WHAT IS REQUIRED: All lines below containing the string "positive" are to be copied.
** Opening DATASET RECORDS block **
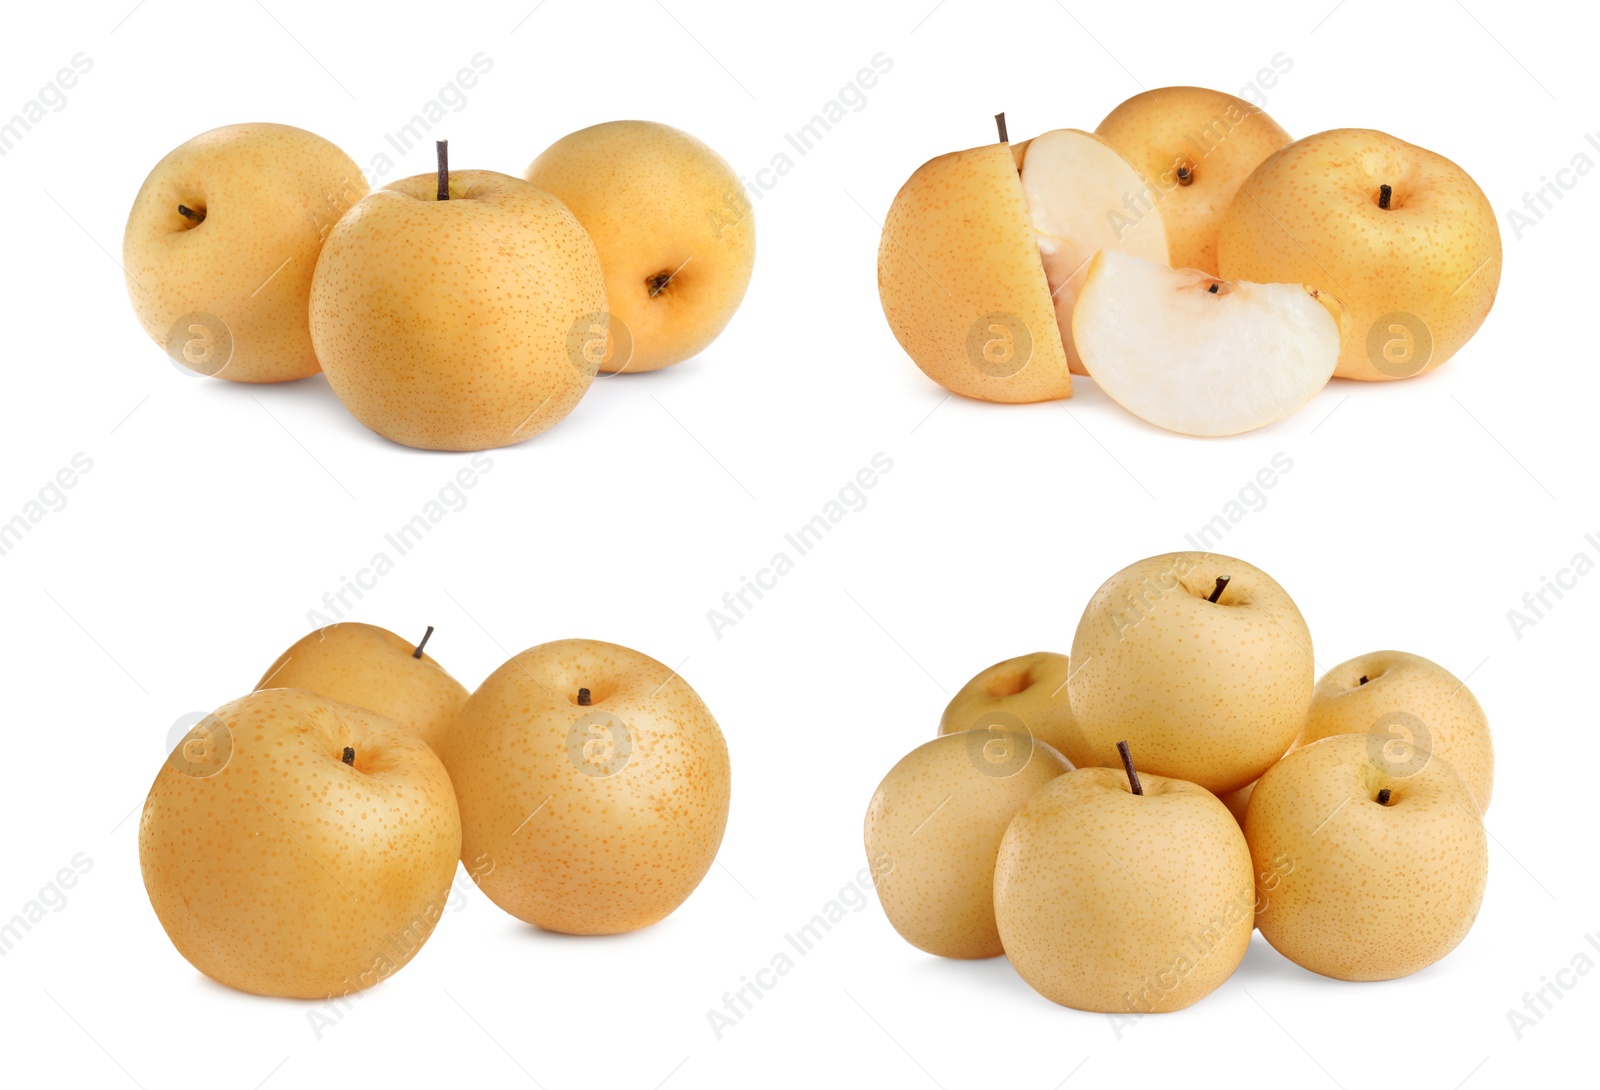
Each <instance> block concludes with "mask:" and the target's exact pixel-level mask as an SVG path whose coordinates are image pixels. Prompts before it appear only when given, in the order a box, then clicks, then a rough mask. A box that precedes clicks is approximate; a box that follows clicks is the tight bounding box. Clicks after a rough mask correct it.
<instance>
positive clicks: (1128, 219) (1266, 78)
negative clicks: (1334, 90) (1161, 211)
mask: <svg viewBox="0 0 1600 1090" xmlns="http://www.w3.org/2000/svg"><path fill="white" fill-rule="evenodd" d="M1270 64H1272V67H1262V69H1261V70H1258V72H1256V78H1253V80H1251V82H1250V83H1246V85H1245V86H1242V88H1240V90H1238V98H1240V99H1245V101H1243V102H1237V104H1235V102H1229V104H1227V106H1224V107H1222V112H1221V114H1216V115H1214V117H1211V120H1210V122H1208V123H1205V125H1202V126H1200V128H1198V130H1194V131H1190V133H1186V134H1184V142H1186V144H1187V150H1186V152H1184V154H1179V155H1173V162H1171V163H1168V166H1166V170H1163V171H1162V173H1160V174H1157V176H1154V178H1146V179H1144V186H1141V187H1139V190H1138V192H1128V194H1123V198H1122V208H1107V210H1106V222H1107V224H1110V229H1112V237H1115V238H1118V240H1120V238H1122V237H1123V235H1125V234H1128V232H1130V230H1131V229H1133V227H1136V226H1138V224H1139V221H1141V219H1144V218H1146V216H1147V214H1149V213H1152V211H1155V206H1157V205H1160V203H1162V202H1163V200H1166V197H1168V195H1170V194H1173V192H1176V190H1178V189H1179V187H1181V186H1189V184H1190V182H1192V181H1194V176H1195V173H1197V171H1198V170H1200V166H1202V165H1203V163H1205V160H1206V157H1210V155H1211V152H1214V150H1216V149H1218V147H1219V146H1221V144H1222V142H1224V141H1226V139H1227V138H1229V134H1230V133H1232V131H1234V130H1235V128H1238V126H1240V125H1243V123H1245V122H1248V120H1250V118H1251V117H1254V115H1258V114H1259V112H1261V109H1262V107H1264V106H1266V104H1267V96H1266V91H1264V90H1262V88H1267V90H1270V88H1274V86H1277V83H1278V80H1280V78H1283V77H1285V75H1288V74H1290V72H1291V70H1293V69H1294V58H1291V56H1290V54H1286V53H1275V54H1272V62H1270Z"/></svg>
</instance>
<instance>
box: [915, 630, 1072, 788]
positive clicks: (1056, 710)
** Closing DATASET RECORDS block **
OUTPUT OF THE TASK:
positive clicks: (1128, 219) (1266, 78)
positive clicks: (1056, 710)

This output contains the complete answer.